_Problems to solve_
1. Please reproduce everything in the La Guajira article from "Attended by representatives" down to "to justice challenges.".
2. According to the La Guajira article, who opened the event in Riohacha?

_Selected text_

# # # #

Voices of La Guajira: ABA ROLI Promoting Justice and Human Rights in Rural Communities in Colombia

During the week of February 20th, the American Bar Association Rule of Law Initiative's (ABA ROLI) Vice Board Chair, the Honorable (Hon.) M. Margaret McKeown, Senior Judge of the Ninth Circuit Court of Appeals of the U.S., traveled to Colombia to meet with various judicial institutions, such as the Special Jurisdiction of Peace (Jurisdicción Especial para la Paz) and the Superior Judicial Council; to moderate a panel on Women in the Judiciary with a focus on US and Colombia perspectives; and attend an event in Riohacha, La Guajira to hear from the local community and provide an overview of ABA ROLI’s various programs and support in the country.

Attended by representatives of public institutions, indigenous authorities, civil society organizations, community leaders, ABA ROLI hosted an event in Riohacha, La Guajira on “Balance and projections of ABA ROLI in Colombia and La Guajira” to better illustrate our initiatives and impact in the country and La Guajira, a region affected by migration and access to justice challenges.

ABA ROLI's Program Director for Colombia and Peru, Stephanie Villaronga opened the event, and the Hon. M. Margaret McKeown followed up with remarks. In a moving speech, Hon. McKeown presented ABA ROLI’s current programs in Colombia, which aim to strengthen legal institutions, foster respect for human rights, and promote public understanding of the law and the rights of citizens. 

For example, she highlighted ABA ROLI’s Women and Girls Empowered program, a global consortium to advance the status of women and girls, led by ABA ROLI in close partnership with the Center for International Private Enterprise (CIPE), Grameen Foundation, and Search for Common Ground (Search). Specific to Colombia, Hon. McKeown highlighted ABA ROLI’s Conectando Caminos por los Derechos program, which provides services and opportunities for both Venezuelan migrants and returnees in Colombia, and the country’s anti-human trafficking programs, emphasizing one aimed at combatting trafficking in children and adolescents.

# # # #

(Source data)
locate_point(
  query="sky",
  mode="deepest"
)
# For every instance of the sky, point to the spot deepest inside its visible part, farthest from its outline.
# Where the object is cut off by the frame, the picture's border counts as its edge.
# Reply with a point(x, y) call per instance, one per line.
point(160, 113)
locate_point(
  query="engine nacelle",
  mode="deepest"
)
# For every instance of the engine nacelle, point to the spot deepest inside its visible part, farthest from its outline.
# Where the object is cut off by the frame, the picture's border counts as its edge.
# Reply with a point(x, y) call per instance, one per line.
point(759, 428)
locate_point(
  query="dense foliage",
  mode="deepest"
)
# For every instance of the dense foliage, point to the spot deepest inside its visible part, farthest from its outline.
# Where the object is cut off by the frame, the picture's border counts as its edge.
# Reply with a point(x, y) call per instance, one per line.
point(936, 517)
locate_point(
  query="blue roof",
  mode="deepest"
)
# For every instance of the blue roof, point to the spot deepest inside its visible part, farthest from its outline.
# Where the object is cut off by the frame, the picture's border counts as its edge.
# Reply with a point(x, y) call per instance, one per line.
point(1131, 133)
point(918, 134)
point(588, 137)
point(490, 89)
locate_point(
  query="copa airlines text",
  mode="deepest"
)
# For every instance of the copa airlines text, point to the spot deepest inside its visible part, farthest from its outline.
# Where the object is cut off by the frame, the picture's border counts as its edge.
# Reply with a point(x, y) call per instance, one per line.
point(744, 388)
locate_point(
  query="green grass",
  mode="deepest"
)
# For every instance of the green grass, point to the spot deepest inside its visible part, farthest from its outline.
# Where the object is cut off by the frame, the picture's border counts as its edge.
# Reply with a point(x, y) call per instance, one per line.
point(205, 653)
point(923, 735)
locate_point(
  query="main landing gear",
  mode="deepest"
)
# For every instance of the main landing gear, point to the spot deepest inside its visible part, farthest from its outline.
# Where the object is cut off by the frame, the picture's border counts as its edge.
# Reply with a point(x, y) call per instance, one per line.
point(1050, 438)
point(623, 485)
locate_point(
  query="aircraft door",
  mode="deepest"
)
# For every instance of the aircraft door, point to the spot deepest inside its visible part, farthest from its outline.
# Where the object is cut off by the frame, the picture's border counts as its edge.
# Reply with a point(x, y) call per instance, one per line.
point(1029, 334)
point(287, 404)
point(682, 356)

# # # #

_Final results_
1.
Attended by representatives of public institutions, indigenous authorities, civil society organizations, community leaders, ABA ROLI hosted an event in Riohacha, La Guajira on “Balance and projections of ABA ROLI in Colombia and La Guajira” to better illustrate our initiatives and impact in the country and La Guajira, a region affected by migration and access to justice challenges.

2. Stephanie Villaronga, ABA ROLI's Program Director for Colombia and Peru.